[Opening RECORDS PROVIDED section]

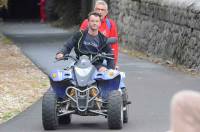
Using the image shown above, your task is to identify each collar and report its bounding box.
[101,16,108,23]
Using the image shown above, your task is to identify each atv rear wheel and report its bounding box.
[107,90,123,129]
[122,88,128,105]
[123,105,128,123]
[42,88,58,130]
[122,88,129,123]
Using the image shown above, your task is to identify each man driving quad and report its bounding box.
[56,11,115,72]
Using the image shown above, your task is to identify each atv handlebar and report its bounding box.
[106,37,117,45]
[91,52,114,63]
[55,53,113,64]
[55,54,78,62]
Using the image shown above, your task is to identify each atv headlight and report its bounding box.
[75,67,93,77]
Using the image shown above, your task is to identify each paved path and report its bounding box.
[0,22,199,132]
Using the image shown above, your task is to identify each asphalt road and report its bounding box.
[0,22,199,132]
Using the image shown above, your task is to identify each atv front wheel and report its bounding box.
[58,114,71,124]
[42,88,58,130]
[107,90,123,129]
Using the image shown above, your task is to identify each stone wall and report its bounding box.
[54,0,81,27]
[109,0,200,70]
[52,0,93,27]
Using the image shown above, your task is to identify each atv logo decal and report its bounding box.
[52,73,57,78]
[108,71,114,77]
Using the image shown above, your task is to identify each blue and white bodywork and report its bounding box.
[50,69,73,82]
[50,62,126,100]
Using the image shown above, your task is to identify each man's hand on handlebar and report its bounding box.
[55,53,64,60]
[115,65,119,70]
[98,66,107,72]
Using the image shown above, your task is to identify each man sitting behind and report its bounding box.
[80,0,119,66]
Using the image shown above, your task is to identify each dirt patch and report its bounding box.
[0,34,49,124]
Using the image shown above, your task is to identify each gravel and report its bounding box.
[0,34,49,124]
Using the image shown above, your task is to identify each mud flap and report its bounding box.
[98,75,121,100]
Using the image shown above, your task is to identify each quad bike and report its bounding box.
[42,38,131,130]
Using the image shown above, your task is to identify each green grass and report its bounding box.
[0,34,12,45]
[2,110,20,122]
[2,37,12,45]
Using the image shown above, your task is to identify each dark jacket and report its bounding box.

[Closing RECORDS PROVIDED section]
[Opening RECORDS PROVIDED section]

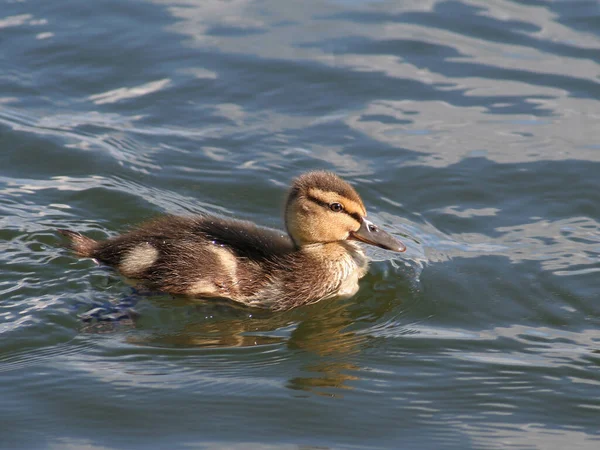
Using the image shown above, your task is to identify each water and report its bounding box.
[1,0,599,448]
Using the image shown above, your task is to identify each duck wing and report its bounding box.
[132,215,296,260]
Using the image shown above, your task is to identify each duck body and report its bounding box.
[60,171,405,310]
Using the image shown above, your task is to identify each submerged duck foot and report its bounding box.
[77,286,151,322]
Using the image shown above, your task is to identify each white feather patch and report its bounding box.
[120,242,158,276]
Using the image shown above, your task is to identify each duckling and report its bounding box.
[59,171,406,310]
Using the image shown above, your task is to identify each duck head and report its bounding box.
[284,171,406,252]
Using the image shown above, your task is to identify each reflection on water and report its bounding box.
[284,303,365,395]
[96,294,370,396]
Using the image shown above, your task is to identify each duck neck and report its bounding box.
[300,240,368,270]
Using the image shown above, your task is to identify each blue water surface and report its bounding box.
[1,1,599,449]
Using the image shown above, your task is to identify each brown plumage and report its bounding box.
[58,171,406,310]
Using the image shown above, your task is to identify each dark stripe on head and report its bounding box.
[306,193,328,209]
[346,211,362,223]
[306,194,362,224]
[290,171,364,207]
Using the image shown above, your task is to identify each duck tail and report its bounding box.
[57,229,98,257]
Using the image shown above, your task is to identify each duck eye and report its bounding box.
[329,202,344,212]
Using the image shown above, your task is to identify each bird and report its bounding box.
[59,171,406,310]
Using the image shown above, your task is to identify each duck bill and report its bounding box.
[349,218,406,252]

[Closing RECORDS PROVIDED section]
[Opening RECORDS PROVIDED section]

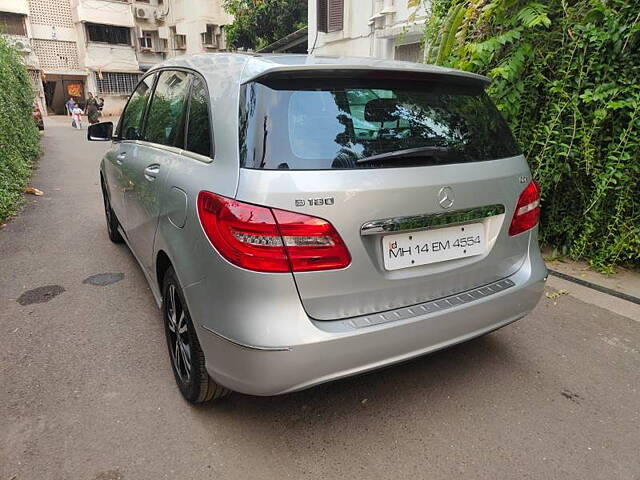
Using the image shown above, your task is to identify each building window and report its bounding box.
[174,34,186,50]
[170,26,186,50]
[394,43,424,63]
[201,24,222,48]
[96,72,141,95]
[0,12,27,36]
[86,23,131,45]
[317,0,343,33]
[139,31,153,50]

[Closing RECORDS PROVIDED section]

### WORK ORDER
Your task is to retype the entries verbatim, starting with the line that holds "behind and report its bounding box." and stopping after the line that holds "jacket and report its bounding box.".

### YOUR RESPONSE
Using the image shown above, your task is to identify each man sitting behind and report its bounding box.
[80,0,119,66]
Using the image shown above, your task is to identify each dirt patch and report its bounding box.
[0,34,49,124]
Using the image shown above, your task is to identify each gravel and report its bounding box.
[0,34,49,124]
Using the image shown above, your task is to identify each mud flap and report its bounding box.
[98,75,121,100]
Using the image shown above, your task is to identify each quad bike and report its bounding box.
[42,38,131,130]
Using the image shown above, your task is to identify each green grass and report its bounding box.
[0,34,12,45]
[2,110,20,122]
[2,37,12,45]
Using the image shown above, your task is to identify each dark jacket and report its bounding box.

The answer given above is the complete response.